Locate the line that contains "[locate] tree stand". Copy it and every following line through the end of the records, exactly, and include nothing else.
-- BEGIN --
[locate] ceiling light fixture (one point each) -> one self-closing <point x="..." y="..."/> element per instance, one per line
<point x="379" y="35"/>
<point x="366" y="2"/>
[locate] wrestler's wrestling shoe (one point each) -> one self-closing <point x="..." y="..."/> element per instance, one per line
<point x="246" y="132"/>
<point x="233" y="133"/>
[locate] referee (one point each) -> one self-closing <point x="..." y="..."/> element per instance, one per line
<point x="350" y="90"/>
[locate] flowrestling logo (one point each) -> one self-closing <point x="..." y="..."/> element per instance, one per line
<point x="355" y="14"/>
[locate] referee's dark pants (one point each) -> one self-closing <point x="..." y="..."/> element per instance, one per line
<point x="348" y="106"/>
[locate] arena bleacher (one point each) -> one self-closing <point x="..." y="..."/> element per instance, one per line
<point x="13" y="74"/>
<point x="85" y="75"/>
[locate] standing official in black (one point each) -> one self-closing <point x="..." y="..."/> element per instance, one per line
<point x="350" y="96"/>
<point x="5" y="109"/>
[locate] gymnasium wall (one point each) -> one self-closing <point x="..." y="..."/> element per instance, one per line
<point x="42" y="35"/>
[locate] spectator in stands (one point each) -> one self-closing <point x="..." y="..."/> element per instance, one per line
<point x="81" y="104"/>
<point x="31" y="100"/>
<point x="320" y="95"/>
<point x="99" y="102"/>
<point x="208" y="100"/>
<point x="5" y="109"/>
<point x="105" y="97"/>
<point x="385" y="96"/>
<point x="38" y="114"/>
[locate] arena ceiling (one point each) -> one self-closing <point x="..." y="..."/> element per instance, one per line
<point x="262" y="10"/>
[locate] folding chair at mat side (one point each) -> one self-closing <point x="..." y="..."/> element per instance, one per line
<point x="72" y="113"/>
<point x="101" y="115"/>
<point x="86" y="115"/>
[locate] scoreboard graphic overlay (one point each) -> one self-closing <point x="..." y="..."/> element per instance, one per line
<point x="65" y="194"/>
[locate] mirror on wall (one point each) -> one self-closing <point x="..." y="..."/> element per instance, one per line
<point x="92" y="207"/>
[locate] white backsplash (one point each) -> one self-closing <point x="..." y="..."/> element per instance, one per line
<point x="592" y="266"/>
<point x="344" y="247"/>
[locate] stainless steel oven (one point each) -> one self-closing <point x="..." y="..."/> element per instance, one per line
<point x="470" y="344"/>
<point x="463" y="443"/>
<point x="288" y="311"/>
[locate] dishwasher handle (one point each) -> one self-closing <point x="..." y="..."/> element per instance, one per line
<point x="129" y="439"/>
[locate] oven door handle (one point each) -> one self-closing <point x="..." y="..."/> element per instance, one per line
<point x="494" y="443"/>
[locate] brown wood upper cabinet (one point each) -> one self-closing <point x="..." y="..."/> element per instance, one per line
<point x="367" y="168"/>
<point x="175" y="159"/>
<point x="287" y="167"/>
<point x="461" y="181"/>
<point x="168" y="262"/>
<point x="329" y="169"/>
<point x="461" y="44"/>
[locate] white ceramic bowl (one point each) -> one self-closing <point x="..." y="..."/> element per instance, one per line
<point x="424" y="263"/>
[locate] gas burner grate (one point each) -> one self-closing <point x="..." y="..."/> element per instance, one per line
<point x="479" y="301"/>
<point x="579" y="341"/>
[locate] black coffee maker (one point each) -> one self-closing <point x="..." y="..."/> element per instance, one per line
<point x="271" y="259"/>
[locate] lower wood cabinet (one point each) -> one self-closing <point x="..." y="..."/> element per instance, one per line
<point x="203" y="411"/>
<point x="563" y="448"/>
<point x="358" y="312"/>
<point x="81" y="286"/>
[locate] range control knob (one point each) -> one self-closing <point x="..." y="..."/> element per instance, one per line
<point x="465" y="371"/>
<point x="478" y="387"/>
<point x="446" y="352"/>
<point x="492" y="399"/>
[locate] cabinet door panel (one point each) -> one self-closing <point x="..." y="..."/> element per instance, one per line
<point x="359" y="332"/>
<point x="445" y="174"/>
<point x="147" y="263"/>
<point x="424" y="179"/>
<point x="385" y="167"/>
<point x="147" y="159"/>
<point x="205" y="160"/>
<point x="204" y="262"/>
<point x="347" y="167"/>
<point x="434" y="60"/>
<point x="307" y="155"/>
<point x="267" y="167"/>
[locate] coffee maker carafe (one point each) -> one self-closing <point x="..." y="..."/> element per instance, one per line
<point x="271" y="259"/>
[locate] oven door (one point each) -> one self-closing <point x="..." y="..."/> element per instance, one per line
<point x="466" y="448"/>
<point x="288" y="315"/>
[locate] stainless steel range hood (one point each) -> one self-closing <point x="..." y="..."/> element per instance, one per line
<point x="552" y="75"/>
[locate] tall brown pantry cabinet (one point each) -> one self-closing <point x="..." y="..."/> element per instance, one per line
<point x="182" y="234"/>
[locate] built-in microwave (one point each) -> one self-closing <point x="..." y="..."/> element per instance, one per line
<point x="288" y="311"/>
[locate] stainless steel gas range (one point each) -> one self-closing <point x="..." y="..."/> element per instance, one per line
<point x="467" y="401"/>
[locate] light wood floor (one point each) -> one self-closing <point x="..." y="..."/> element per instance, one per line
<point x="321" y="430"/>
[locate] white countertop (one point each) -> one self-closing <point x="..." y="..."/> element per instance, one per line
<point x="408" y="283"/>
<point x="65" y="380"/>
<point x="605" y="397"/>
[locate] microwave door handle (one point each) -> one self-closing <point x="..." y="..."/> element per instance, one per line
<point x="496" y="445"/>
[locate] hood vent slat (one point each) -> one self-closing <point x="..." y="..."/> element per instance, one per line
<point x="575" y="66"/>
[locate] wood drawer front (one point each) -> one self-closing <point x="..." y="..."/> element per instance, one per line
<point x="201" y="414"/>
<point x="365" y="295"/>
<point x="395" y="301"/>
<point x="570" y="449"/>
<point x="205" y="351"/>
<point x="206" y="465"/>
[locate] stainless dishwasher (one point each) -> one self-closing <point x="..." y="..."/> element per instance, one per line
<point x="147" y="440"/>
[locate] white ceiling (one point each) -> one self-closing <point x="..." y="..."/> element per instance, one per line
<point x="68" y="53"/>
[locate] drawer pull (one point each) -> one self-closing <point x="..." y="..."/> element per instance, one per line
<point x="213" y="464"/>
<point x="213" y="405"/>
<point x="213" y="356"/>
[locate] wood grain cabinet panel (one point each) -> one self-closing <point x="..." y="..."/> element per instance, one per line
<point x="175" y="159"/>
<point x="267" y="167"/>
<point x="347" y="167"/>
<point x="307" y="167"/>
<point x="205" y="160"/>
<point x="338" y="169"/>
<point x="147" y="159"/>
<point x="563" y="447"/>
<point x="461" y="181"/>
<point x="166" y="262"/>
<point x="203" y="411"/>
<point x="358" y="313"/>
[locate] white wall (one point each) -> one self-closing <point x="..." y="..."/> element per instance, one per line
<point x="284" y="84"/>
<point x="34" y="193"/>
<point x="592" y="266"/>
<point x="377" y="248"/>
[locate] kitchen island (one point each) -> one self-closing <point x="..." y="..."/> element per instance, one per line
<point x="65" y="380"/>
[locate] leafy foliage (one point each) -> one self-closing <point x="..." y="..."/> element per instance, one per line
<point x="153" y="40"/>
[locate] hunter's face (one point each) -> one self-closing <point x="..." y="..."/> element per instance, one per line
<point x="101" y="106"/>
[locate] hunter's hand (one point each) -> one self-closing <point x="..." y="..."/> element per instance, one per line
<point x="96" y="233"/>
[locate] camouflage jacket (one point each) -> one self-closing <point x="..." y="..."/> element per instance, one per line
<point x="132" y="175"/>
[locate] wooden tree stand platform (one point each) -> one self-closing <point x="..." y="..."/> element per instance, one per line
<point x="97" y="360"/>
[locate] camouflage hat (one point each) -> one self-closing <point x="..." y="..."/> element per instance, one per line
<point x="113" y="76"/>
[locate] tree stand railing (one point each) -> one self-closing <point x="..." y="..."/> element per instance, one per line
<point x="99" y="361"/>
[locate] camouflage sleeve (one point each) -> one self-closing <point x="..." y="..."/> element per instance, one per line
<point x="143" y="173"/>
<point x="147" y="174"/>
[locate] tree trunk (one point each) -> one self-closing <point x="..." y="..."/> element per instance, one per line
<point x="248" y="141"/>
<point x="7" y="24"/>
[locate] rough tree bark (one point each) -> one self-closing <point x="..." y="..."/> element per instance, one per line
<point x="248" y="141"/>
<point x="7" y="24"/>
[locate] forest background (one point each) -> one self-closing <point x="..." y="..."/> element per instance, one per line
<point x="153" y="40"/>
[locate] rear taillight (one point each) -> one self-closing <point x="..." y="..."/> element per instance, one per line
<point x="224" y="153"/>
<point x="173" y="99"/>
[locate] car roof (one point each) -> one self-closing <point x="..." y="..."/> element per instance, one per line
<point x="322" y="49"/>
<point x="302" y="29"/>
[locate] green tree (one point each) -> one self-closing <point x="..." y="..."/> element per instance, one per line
-- END --
▶ [EXPECTED ANSWER]
[locate] tree stand railing (one point each) -> one self-closing <point x="..." y="..."/> element per instance, one per line
<point x="99" y="361"/>
[locate] camouflage sleeve (one point each) -> one self-closing <point x="..." y="..."/> element per instance, one per line
<point x="143" y="173"/>
<point x="147" y="174"/>
[locate] tree trunk (one point each) -> one self-closing <point x="..." y="..."/> element per instance, one per line
<point x="248" y="141"/>
<point x="7" y="24"/>
[locate] rough tree bark (one point each) -> one self-closing <point x="..." y="..."/> element per instance, one per line
<point x="248" y="141"/>
<point x="7" y="24"/>
[locate] forest background (one point each) -> one self-closing <point x="..." y="..."/> element per instance, one per line
<point x="153" y="40"/>
[locate] rear taillight (one point each) -> one self-closing <point x="..." y="..."/> element per instance, one per line
<point x="224" y="153"/>
<point x="173" y="99"/>
[locate] car roof (one point each) -> one self-closing <point x="..." y="..."/> element per instance, one per line
<point x="322" y="49"/>
<point x="302" y="29"/>
[locate] green tree (one point each) -> one self-closing <point x="..." y="..."/> element per instance, one per line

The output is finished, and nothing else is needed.